» WHAT YOU NEED TO DO
Can you extract every line of the data below and reproduce each one verbatim, with no changes?

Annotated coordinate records
────────────────
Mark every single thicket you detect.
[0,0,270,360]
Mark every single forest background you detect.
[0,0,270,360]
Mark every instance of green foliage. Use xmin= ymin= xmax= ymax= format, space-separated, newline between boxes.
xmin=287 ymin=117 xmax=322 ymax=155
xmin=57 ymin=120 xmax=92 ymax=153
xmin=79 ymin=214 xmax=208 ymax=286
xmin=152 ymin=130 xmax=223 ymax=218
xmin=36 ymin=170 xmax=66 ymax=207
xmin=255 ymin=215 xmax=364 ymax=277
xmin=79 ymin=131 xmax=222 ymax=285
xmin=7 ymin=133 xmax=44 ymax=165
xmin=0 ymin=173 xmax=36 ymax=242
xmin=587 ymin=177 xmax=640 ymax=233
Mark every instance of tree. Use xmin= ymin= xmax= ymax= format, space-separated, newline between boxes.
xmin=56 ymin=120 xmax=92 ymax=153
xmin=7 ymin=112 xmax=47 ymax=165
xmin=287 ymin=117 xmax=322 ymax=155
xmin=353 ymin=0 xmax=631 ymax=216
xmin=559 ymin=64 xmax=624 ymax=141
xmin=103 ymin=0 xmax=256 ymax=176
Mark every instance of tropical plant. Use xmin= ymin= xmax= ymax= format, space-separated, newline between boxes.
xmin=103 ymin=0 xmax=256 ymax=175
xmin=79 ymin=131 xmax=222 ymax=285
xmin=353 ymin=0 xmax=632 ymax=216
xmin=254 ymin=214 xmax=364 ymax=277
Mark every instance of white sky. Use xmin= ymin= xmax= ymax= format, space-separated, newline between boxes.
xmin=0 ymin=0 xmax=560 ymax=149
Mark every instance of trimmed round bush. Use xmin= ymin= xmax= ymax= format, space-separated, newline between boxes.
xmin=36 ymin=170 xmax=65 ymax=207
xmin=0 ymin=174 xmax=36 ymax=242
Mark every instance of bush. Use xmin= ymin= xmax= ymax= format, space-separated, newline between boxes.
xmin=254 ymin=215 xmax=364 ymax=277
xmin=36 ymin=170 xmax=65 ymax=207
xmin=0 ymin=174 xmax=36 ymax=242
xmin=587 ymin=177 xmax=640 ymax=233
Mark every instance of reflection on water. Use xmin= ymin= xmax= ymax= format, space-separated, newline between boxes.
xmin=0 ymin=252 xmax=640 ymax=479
────────────────
» RESPONSE TO THIS EXERCISE
Mark every single thicket you detect.
[0,0,270,360]
Mark every single forest background you detect.
[0,0,270,360]
Mark every instance of green foliage. Use xmin= ymin= xmax= ymax= format, space-separated, newline between boxes.
xmin=287 ymin=117 xmax=322 ymax=155
xmin=57 ymin=120 xmax=92 ymax=153
xmin=79 ymin=214 xmax=208 ymax=286
xmin=152 ymin=130 xmax=223 ymax=218
xmin=36 ymin=170 xmax=66 ymax=207
xmin=255 ymin=215 xmax=364 ymax=277
xmin=79 ymin=131 xmax=222 ymax=285
xmin=7 ymin=133 xmax=44 ymax=165
xmin=0 ymin=173 xmax=36 ymax=242
xmin=587 ymin=177 xmax=640 ymax=233
Mark every instance of tree. Use xmin= ymin= xmax= ymax= format, space-separated, newline between boxes.
xmin=56 ymin=120 xmax=92 ymax=153
xmin=7 ymin=112 xmax=47 ymax=165
xmin=287 ymin=117 xmax=322 ymax=155
xmin=353 ymin=0 xmax=631 ymax=216
xmin=559 ymin=64 xmax=624 ymax=141
xmin=103 ymin=0 xmax=256 ymax=176
Mark every instance of tropical plant. Use xmin= ymin= xmax= ymax= format, space-separated, newline between boxes.
xmin=103 ymin=0 xmax=256 ymax=175
xmin=79 ymin=131 xmax=222 ymax=285
xmin=353 ymin=0 xmax=632 ymax=216
xmin=254 ymin=214 xmax=364 ymax=277
Mark every instance of white sky. Use xmin= ymin= xmax= ymax= format, space-separated, newline between boxes.
xmin=0 ymin=0 xmax=560 ymax=149
Mark every instance of trimmed round bush. Use xmin= ymin= xmax= ymax= format, space-separated, newline between boxes.
xmin=36 ymin=170 xmax=65 ymax=207
xmin=0 ymin=174 xmax=36 ymax=242
Mark every instance of bush. Use xmin= ymin= xmax= ymax= format, space-separated, newline between boxes.
xmin=254 ymin=215 xmax=364 ymax=277
xmin=36 ymin=170 xmax=65 ymax=207
xmin=0 ymin=174 xmax=36 ymax=242
xmin=587 ymin=177 xmax=640 ymax=233
Mark every instance of reflection on water. Use xmin= ymin= xmax= ymax= format, space-separated, newline between boxes.
xmin=0 ymin=252 xmax=640 ymax=479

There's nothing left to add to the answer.